**** 文書の一節 ****
どんなふうに笑うのか。何に心を動かされるのか。どんなふうに触れるのか。その指先は冷たいのか温かいのか。どんな顔で眠るのか。

私以外の人の前にいるときにこの人がどんな顔をしているのか、どんな話題を選ぶのか。私と出会う前のこの人が何を考え何をインプットし何をアウトプットして生きてきたのか。この人の中に何が積み上がっているのか。この人がそれをどんな風に積み上げてきたのか。何に欣喜し何に絶望し、それでもなお、何を信じてまた立ち上がったのか。

ひとつひとつたしかめて、私の中のこの人としてしまいこみたい。目の前に物理的に存在するこの人を、私の中で形而上的にもう一度像を結ばせたい。
**** データ抜粋 ****
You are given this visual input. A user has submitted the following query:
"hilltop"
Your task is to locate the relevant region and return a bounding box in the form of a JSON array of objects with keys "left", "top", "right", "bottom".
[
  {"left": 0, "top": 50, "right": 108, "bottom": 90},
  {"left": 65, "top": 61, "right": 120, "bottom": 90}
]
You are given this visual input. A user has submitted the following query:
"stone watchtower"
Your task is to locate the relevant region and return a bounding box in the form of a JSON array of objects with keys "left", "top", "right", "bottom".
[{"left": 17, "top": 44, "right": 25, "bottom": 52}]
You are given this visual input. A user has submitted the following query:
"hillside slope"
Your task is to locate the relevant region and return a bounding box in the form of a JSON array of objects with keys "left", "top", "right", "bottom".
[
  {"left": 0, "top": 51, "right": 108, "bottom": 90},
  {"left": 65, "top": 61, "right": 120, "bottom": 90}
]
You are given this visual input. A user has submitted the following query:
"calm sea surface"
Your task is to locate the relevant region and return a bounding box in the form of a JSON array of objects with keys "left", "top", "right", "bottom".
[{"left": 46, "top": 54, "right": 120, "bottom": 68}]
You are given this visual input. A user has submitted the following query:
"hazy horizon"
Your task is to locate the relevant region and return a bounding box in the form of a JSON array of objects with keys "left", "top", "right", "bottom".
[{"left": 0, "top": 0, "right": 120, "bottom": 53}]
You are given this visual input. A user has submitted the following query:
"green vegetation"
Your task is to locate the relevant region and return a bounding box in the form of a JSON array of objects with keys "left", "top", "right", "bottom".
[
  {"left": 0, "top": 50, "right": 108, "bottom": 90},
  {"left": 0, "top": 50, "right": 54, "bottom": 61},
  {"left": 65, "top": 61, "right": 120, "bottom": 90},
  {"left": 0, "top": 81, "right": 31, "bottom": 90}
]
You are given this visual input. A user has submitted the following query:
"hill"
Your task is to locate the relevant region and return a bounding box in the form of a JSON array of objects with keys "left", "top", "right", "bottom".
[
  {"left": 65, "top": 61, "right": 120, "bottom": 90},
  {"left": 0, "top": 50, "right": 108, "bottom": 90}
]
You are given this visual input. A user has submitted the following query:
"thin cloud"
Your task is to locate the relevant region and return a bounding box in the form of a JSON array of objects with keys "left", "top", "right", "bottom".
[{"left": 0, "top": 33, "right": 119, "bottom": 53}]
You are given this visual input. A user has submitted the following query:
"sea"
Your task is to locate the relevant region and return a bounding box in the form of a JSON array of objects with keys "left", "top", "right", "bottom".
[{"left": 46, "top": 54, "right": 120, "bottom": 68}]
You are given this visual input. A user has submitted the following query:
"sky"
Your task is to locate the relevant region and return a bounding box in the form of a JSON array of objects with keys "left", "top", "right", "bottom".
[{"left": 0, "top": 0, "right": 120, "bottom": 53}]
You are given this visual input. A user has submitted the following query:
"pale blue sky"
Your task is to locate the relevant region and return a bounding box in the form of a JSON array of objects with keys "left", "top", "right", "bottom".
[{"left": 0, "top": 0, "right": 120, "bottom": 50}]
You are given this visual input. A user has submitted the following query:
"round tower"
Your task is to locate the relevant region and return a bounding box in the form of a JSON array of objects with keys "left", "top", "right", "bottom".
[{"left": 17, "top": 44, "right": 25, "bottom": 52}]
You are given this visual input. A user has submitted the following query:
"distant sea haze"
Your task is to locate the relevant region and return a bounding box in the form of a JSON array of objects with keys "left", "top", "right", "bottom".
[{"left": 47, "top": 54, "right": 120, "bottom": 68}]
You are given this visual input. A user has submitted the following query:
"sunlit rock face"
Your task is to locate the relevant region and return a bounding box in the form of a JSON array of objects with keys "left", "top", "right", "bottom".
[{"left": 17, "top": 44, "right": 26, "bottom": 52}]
****
◆ 課題 ◆
文書の一節から、「どんなふうに笑うのか。何に心」で始まり「的にもう一度像を結ばせたい。」で終わる部分を、一字一句違えずに書き写してください。 文書の一節のみを根拠としてください。

◆ 解答全文 ◆
どんなふうに笑うのか。何に心を動かされるのか。どんなふうに触れるのか。その指先は冷たいのか温かいのか。どんな顔で眠るのか。

私以外の人の前にいるときにこの人がどんな顔をしているのか、どんな話題を選ぶのか。私と出会う前のこの人が何を考え何をインプットし何をアウトプットして生きてきたのか。この人の中に何が積み上がっているのか。この人がそれをどんな風に積み上げてきたのか。何に欣喜し何に絶望し、それでもなお、何を信じてまた立ち上がったのか。

ひとつひとつたしかめて、私の中のこの人としてしまいこみたい。目の前に物理的に存在するこの人を、私の中で形而上的にもう一度像を結ばせたい。